### [ENTRIES SUPPLIED]

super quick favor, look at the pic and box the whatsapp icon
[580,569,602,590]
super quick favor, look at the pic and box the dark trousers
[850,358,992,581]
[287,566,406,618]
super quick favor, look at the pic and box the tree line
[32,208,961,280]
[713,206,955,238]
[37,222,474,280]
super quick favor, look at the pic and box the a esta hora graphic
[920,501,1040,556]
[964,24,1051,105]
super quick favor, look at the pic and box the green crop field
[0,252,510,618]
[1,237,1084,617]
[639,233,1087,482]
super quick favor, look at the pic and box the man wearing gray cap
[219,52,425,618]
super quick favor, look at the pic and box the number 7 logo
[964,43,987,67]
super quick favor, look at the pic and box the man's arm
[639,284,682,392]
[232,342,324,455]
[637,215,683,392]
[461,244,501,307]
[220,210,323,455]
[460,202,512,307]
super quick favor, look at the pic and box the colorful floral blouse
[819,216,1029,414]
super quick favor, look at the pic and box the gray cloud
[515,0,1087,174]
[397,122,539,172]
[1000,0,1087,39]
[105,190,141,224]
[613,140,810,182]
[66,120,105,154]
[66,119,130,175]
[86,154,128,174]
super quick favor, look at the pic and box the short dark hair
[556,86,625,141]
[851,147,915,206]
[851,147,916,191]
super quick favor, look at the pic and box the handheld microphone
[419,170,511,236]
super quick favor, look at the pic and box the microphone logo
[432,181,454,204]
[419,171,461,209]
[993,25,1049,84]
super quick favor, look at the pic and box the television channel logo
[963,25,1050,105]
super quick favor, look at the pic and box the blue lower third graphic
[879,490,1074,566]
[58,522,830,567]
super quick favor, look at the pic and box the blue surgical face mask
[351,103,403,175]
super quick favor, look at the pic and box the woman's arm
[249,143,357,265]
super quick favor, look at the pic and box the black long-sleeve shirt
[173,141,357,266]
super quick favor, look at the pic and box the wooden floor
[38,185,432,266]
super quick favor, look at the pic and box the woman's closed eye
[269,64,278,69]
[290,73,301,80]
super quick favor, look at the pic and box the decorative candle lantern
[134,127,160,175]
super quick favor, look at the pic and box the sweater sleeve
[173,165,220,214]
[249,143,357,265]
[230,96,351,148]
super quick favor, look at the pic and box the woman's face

---

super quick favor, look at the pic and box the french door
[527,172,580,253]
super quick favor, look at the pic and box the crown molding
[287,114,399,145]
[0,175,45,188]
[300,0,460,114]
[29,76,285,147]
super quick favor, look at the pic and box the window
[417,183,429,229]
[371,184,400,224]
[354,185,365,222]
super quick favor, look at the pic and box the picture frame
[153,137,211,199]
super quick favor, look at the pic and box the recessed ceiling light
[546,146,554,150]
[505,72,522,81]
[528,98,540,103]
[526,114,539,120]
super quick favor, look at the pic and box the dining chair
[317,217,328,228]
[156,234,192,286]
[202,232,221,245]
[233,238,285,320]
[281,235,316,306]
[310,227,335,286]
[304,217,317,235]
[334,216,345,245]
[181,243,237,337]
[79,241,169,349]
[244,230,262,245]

### [EXERCISE DESCRIPTION]
Keeping every character as it is, restate the lines above that run from the line with "lower third graphic" through the line with "the woman's face", both included, and nothing else.

### [RESULT BELOW]
super quick favor, look at the pic and box the blue lower third graphic
[879,490,1074,566]
[58,522,830,567]
super quick favor, look at the pic and box the blue surgical face mask
[351,103,403,175]
super quick favor, look at the pic and box the woman's arm
[249,143,357,265]
super quick favor, look at the pic and box the black long-sleeve shirt
[173,141,357,266]
super quick favor, look at the pic and box the wooden floor
[38,185,432,266]
super quick favor, look at the pic and box the woman's closed eye
[269,64,278,69]
[290,73,301,80]
super quick favor, look at the pic and box the decorative candle lantern
[134,127,160,175]
super quick favor, look at the pic and box the sweater sleeve
[173,165,220,214]
[249,143,357,265]
[230,96,351,148]
super quick favor, look at the pic and box the woman's face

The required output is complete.